(Location identification items)
○ ○ ○

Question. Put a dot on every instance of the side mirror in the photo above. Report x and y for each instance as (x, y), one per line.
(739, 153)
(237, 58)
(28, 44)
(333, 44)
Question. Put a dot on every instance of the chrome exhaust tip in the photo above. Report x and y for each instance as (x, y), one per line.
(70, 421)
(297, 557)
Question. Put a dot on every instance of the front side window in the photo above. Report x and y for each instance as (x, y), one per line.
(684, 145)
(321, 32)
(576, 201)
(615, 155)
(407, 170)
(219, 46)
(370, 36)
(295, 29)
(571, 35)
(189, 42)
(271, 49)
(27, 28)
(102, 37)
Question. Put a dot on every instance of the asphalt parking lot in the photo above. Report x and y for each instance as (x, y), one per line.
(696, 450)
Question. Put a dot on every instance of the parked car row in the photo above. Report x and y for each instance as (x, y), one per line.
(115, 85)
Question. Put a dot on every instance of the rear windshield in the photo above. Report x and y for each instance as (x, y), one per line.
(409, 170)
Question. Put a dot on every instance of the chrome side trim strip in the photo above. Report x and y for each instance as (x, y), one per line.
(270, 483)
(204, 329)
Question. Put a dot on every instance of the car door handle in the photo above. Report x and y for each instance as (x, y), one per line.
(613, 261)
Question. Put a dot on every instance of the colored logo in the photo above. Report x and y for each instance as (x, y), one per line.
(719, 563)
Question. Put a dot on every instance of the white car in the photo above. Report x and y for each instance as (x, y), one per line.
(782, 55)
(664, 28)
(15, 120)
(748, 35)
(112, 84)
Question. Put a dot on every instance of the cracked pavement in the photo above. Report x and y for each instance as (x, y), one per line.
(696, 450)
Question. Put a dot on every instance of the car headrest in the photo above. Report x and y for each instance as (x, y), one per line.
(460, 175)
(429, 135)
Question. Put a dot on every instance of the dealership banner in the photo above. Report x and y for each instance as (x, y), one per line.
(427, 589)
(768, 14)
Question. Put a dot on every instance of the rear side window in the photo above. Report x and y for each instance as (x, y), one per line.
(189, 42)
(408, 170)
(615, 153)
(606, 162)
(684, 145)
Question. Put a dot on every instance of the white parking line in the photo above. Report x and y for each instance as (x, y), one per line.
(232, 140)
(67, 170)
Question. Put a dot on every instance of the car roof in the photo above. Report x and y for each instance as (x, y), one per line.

○ ○ ○

Copy out the rows above, switching each "Put a dot on" to "Mark" and keeping everything else the same.

Question. Mark every instance of the side mirror in the photo above. Report x and y for each instance as (x, y), one per line.
(739, 153)
(237, 58)
(28, 44)
(333, 44)
Question. Mark every instance of the chrome exhaust tip in the photo above. Report x and y for each instance as (x, y), one per line.
(70, 421)
(297, 557)
Question. Mark every instance of the front side window in the photo above. Report x and y for each instance as (x, y), one per line.
(684, 145)
(321, 32)
(576, 201)
(615, 155)
(407, 170)
(219, 46)
(370, 36)
(295, 29)
(571, 35)
(189, 42)
(271, 49)
(27, 28)
(102, 37)
Question. Mark every instance of the asphalt parking lot in the photo above. Report x and y for each instance as (x, y), one per line.
(696, 450)
Question. Mark every instance of the parked car row in the photo above. Report x and y for each instance as (x, y), one per line.
(115, 85)
Question. Mark every instance of the rear windshield in the photo above. Report x and y for each instance as (x, y), one per line.
(409, 170)
Question. Mark every instance of the chrome side trim strip in the photo above. Report x and y for each instance as (x, y), one per line.
(270, 483)
(204, 329)
Question. Mark every instance of the car door handle in the photo above. Report x and y for each instance as (x, y), one per line.
(613, 261)
Question. Mark every instance of the colored logo in the photo above. Report x and y for each instance as (x, y), one per line.
(719, 563)
Question. Mark every instance of the white car in the photo above. Report x and y for each instance as (x, y), one per line.
(782, 55)
(664, 28)
(15, 120)
(748, 35)
(112, 84)
Question. Mark every instance of the cracked pavement in the photo above. Report x and y for each instance as (x, y), one per line.
(696, 450)
Question. Mark every instance of the car headrest in the photo above. Report x and y for each instance as (x, y), one per line.
(460, 175)
(429, 135)
Question. Mark every instance of the dealership banner in the photo above. Report x and y for each instance as (x, y), one per line.
(427, 589)
(768, 14)
Question. Mark every instance of the rear side window in the photo above. Report x and y for each instance as (x, y), one per line.
(189, 42)
(408, 170)
(615, 153)
(606, 162)
(684, 145)
Question. Mark every instance of the white parking line in the photo above. Report x and y for each instance as (x, y), one per line.
(232, 140)
(67, 170)
Question. Mark every instance of the car roof in the photo above. Report x and y for each instance as (x, y), one per line.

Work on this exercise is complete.